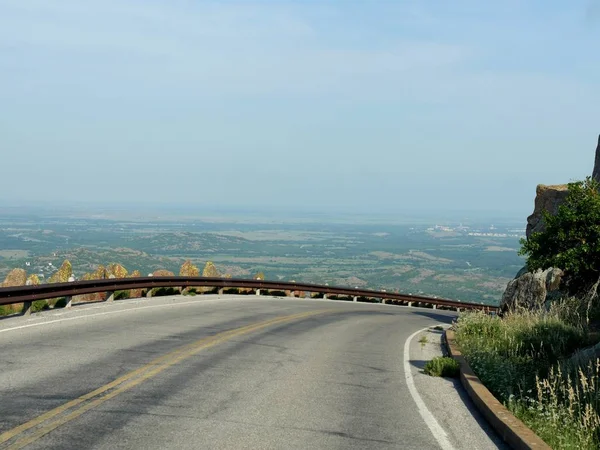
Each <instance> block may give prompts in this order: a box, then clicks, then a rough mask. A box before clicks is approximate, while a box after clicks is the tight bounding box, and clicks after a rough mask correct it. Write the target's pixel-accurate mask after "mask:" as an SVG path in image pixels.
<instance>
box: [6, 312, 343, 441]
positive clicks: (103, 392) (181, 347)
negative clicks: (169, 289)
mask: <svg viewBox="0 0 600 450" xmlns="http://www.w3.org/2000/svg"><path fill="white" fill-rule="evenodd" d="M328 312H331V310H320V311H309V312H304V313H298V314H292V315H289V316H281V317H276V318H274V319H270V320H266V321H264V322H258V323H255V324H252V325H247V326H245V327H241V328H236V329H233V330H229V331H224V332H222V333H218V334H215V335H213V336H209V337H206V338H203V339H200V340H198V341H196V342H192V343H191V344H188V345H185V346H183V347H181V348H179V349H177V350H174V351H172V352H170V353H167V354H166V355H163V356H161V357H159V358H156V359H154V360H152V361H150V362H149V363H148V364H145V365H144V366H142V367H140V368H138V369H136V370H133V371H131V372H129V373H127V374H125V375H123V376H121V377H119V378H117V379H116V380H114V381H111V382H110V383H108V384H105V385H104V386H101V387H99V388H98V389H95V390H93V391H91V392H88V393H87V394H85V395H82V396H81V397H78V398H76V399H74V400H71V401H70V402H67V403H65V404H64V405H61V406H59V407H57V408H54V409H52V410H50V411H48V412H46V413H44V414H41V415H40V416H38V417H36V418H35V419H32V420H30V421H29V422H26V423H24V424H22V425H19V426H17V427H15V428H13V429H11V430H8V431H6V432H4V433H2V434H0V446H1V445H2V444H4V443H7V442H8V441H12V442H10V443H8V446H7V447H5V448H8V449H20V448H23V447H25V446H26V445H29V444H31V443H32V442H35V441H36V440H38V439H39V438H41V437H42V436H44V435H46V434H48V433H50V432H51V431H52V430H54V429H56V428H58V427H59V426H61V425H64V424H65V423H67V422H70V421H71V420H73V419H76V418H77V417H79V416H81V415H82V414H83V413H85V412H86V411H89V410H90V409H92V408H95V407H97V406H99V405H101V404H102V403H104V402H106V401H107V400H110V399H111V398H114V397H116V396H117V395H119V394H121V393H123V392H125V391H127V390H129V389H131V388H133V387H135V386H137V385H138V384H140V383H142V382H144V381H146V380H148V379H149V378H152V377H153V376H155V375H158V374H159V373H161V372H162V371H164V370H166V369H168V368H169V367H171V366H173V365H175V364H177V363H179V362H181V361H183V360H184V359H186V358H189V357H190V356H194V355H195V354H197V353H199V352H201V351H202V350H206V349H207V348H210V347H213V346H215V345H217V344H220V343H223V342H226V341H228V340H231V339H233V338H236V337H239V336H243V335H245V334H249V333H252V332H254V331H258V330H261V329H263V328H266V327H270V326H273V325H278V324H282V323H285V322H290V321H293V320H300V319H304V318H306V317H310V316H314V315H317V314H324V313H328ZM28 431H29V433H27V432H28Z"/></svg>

════

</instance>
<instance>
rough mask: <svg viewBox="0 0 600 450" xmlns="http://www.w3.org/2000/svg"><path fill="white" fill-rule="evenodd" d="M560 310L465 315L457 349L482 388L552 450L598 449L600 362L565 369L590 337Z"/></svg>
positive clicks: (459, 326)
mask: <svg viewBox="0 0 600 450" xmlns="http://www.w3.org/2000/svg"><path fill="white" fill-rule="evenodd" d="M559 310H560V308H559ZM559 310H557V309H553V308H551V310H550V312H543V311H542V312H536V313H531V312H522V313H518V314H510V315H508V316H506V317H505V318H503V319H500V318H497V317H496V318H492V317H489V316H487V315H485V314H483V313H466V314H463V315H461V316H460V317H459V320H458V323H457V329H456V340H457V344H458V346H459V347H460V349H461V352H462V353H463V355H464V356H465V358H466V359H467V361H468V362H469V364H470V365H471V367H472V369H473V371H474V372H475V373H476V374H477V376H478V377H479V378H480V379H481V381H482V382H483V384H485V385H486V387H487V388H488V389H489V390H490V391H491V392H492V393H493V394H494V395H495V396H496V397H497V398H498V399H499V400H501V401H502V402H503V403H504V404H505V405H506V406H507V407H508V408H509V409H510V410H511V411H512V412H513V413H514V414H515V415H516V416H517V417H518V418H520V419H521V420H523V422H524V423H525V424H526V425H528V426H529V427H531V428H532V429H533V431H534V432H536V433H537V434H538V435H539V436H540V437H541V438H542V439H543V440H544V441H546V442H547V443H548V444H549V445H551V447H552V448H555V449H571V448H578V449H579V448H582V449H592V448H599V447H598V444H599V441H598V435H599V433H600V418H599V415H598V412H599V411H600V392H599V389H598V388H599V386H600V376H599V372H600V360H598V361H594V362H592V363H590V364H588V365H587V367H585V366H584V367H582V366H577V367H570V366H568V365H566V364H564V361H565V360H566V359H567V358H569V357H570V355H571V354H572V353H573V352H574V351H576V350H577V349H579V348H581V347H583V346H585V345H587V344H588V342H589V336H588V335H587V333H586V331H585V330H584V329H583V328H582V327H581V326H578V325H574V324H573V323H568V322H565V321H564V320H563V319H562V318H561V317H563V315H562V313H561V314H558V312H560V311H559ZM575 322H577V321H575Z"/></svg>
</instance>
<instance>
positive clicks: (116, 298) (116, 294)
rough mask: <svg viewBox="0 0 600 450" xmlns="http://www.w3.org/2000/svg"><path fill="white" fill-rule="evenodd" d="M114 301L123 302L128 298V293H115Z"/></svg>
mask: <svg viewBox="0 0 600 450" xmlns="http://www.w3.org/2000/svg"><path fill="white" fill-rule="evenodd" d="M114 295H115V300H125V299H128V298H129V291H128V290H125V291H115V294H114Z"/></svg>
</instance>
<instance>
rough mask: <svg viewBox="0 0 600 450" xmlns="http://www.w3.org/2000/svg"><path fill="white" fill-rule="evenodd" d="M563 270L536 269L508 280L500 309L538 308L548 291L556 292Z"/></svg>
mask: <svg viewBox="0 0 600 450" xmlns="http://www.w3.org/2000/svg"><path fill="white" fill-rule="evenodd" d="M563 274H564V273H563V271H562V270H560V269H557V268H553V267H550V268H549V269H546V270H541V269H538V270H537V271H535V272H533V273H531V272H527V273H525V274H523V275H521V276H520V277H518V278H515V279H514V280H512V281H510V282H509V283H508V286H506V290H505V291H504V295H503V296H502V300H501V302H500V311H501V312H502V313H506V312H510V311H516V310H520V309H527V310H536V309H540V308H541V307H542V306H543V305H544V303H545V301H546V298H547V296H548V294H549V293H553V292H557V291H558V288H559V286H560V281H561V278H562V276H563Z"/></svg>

════

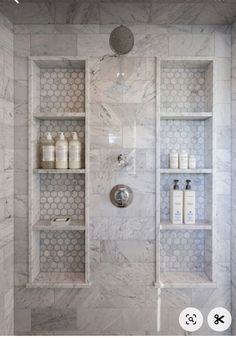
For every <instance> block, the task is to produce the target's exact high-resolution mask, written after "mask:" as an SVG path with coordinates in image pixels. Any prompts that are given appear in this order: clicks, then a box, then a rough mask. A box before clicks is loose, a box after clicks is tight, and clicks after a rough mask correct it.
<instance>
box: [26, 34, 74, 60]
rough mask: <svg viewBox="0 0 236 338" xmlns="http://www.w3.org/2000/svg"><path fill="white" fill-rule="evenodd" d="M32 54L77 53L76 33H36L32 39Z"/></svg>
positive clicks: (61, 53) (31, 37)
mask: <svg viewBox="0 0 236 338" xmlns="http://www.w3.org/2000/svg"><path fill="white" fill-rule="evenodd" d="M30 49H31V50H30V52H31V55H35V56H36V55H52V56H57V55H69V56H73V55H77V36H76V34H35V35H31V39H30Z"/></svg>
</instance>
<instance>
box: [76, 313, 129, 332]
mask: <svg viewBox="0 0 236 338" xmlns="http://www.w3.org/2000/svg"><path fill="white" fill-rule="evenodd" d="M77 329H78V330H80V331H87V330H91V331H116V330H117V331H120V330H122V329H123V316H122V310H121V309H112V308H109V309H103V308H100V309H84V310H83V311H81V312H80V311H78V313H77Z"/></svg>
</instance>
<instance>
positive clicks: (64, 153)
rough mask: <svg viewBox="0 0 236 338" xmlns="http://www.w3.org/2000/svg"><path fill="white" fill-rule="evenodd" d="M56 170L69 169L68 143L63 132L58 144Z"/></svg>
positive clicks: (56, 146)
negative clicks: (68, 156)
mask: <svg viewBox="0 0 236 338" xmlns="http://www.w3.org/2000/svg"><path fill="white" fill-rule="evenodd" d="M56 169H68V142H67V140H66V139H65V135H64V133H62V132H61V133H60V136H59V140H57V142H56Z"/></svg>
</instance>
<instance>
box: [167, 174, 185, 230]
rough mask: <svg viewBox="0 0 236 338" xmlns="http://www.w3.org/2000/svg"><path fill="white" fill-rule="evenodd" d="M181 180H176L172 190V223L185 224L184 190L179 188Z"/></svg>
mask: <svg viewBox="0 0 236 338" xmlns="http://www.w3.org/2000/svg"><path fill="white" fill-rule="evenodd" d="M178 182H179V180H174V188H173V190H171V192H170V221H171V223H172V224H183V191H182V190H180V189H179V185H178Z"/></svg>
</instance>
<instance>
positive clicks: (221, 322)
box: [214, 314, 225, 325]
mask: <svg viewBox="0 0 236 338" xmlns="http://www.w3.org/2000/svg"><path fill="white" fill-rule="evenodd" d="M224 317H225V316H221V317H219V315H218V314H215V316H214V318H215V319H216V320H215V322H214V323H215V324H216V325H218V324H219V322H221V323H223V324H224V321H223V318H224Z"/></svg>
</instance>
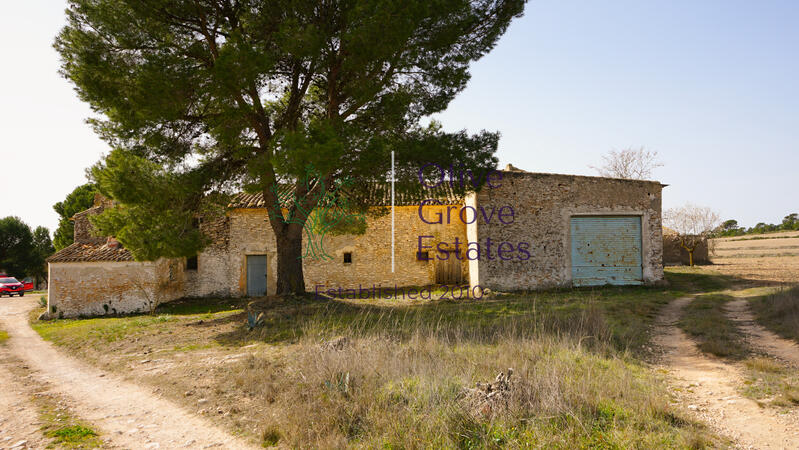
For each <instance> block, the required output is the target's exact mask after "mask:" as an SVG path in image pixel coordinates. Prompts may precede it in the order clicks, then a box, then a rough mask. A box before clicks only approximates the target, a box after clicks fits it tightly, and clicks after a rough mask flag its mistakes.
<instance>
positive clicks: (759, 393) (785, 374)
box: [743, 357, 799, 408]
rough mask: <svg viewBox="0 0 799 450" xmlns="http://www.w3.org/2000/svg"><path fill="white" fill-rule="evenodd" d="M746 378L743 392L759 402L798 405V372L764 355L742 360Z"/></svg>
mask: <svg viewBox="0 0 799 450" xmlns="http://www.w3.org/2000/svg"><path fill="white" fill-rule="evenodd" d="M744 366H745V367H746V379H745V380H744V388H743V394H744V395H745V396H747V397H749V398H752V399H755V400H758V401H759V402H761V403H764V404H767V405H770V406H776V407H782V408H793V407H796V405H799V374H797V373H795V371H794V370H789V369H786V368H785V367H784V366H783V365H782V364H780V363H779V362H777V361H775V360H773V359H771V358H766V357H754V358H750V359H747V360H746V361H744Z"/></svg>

════

● **Your task**
Copy out the lines above that begin with the one containing "For every <instance>" and end with the one containing "positive clicks: (61, 53) (31, 37)", leaving every character unchanged.

● **Response to this task**
For every <instance> block, the task is to produce the target's exact high-resolution mask, written after "mask:" as an SVG path with coordinates in image pixels. Any prompts that are given appear in this order: clicks, then a box, then a rough mask. A box before clicks is loose, a box after clicks is tight, and clicks after a rough mask correct it.
<instance>
box: [26, 34, 74, 60]
rough mask: <svg viewBox="0 0 236 338" xmlns="http://www.w3.org/2000/svg"><path fill="white" fill-rule="evenodd" d="M32 54L77 53L76 33H36L32 39Z"/></svg>
positive clicks: (61, 53) (31, 37)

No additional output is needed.